(Compito 1): Estrai parola per parola dal brano sull'insicurezza urbana il passo che inizia con "Il pericolo è difficilmente" e termina con "in definitiva irreale.".
═════ Brano estratto
La diversità non pare più iscrivibile in un'immagine unitaria della città, il cittadino vive uno spazio che non è in grado di comprendere, la cui multiforme imprevedibilità è già motivo di minaccia.
La non appartenenza del cittadino alla città, la fine della dimensione collettiva sono alla base della percezione dei luoghi aperti come "luoghi deboli", aperti all'ingresso di fattori esogeni destabilizzanti.
Il pericolo è difficilmente reificabile, ma costantemente presente, è vissuto come esperienza personale anche senza il contatto diretto con situazioni effettivamente rischiose.
È una condizione di insicurezza ontologica, derivante dall'inconciliabilità della visione deterministica scientifica, che ci ha abituato alla certezza, e l'impossibilità per il singolo di sperimentare un'analoga sensazione di controllo nell'esperienza quotidiana.
La percezione dell'impotenza individuale di fronte al pericolo è preponderante rispetto alla definizione del pericolo stesso: il pericolo è pervasivo, diffuso, ma in definitiva irreale.
Il controllo del pericolo da parte delle istituzioni sembra confermare le incertezze del singolo attraverso una logica di intervento fatta di emergenze, soluzioni parziali, di razionalità limitata, nell'incapacità di una razionalità assoluta.
══════════
═════ Voci fornite
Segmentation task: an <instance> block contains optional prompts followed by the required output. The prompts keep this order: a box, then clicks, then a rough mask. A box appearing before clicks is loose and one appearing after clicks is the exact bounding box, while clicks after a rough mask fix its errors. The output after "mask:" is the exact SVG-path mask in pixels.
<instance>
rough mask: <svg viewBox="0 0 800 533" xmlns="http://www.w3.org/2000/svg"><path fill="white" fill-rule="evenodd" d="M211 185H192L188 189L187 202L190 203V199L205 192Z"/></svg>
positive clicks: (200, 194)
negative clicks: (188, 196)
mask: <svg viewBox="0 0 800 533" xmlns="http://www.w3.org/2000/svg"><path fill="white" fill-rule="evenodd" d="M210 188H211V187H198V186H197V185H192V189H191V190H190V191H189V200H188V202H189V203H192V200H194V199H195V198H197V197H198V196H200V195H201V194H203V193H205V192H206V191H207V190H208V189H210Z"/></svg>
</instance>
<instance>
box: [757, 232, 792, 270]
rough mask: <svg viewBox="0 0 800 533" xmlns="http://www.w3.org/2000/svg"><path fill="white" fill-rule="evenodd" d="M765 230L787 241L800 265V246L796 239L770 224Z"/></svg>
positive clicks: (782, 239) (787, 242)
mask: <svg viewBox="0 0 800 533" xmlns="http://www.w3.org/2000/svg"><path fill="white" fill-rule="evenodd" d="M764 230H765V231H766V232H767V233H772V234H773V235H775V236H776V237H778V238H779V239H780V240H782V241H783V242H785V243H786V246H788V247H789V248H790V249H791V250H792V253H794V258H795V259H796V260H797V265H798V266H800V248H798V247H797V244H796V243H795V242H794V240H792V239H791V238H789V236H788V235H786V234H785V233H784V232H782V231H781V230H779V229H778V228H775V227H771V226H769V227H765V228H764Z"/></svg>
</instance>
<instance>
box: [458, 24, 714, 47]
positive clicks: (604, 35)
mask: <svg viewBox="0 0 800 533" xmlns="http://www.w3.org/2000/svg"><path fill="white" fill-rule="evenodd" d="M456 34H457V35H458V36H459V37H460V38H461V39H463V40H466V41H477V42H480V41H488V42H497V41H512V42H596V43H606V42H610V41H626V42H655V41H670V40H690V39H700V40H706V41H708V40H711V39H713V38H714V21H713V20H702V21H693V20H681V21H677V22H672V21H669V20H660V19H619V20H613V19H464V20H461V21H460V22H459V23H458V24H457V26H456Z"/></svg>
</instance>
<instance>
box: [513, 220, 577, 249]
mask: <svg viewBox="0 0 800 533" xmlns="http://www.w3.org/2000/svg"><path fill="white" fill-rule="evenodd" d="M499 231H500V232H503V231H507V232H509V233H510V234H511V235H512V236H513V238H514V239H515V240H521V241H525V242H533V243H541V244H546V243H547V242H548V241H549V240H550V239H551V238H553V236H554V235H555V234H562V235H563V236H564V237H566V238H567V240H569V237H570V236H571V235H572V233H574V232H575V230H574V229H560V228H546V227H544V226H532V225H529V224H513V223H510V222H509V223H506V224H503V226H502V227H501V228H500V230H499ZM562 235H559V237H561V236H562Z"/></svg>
══════════
(Compito 2): Converti in una lista JSON di stringhe le righe dei record che partono dalla prima e arrivano a quella che contiene "185H192L188 189L187 202L190", una stringa per riga, senza le righe vuote.

(Spazio risposta 1):
Il pericolo è difficilmente reificabile, ma costantemente presente, è vissuto come esperienza personale anche senza il contatto diretto con situazioni effettivamente rischiose.
È una condizione di insicurezza ontologica, derivante dall'inconciliabilità della visione deterministica scientifica, che ci ha abituato alla certezza, e l'impossibilità per il singolo di sperimentare un'analoga sensazione di controllo nell'esperienza quotidiana.
La percezione dell'impotenza individuale di fronte al pericolo è preponderante rispetto alla definizione del pericolo stesso: il pericolo è pervasivo, diffuso, ma in definitiva irreale.

(Spazio risposta 2):
[
  "Segmentation task: an <instance> block contains optional prompts followed by the required output. The prompts keep this order: a box, then clicks, then a rough mask. A box appearing before clicks is loose and one appearing after clicks is the exact bounding box, while clicks after a rough mask fix its errors. The output after \"mask:\" is the exact SVG-path mask in pixels.",
  "<instance>",
  "rough mask: <svg viewBox=\"0 0 800 533\" xmlns=\"http://www.w3.org/2000/svg\"><path fill=\"white\" fill-rule=\"evenodd\" d=\"M211 185H192L188 189L187 202L190 203V199L205 192Z\"/></svg>"
]